Although the entries contain pictures, the copy should hold only their exact text.
(SOURCE DATA)
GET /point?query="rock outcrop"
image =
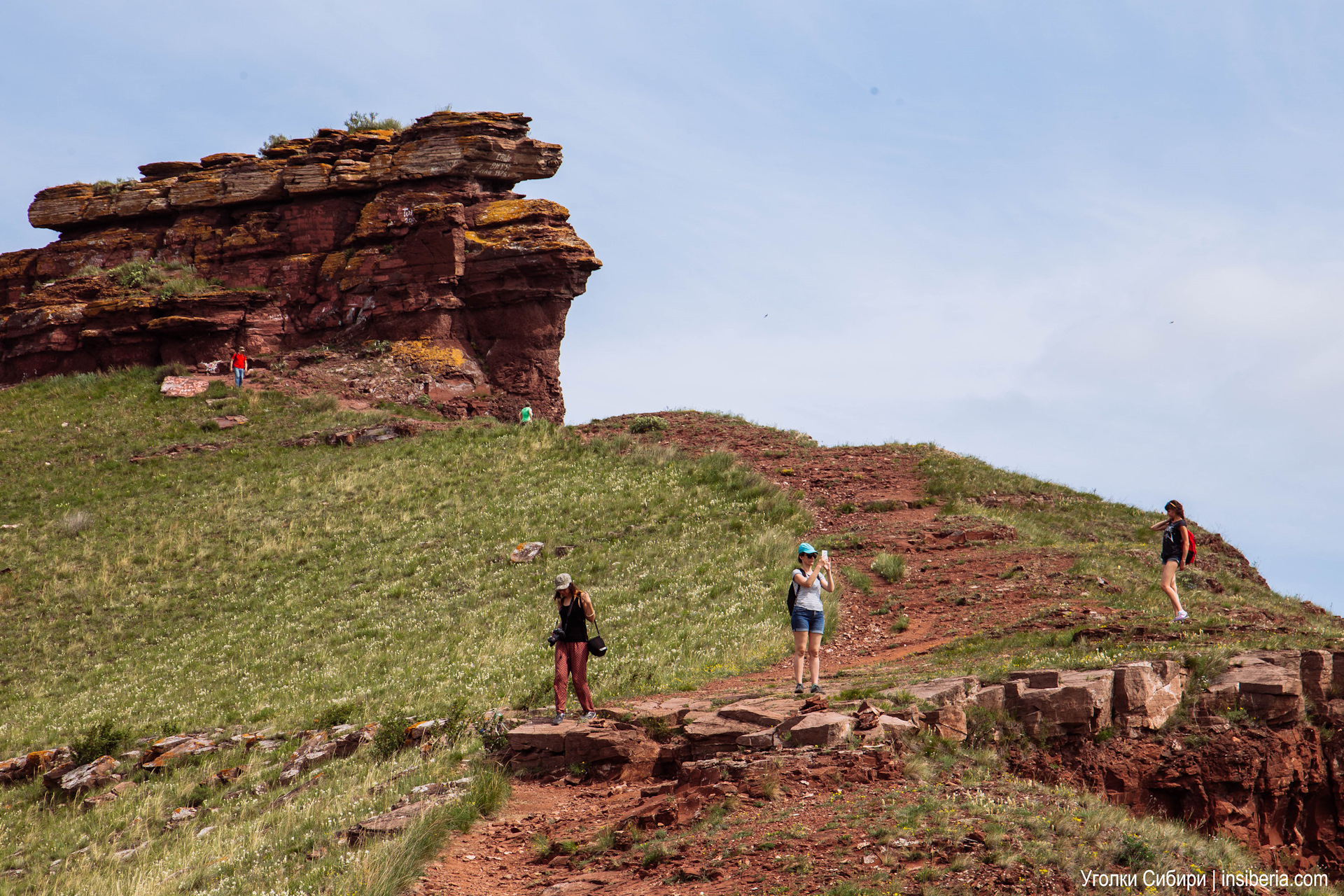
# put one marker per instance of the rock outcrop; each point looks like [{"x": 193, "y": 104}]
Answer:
[{"x": 410, "y": 235}]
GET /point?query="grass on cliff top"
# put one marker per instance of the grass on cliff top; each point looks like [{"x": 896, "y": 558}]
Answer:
[
  {"x": 257, "y": 584},
  {"x": 1228, "y": 612}
]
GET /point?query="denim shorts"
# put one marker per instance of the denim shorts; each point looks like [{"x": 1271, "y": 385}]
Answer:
[{"x": 808, "y": 620}]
(End SOURCE DATA)
→ RESPONSE FOR THIS EXERCISE
GET /point?query="rock outcrop"
image =
# put one marker per instance of the rock outcrop; each point looks like [{"x": 193, "y": 104}]
Answer:
[{"x": 410, "y": 235}]
GET /point?query="grass on cliff top"
# put one marker per instance of the grass on cliff top; each point looks like [{"x": 896, "y": 558}]
Answer:
[
  {"x": 257, "y": 584},
  {"x": 1228, "y": 612}
]
GET /point?query="denim shorts"
# put one marker per instance of the denim shorts; each point looks like [{"x": 1271, "y": 385}]
Answer:
[{"x": 808, "y": 620}]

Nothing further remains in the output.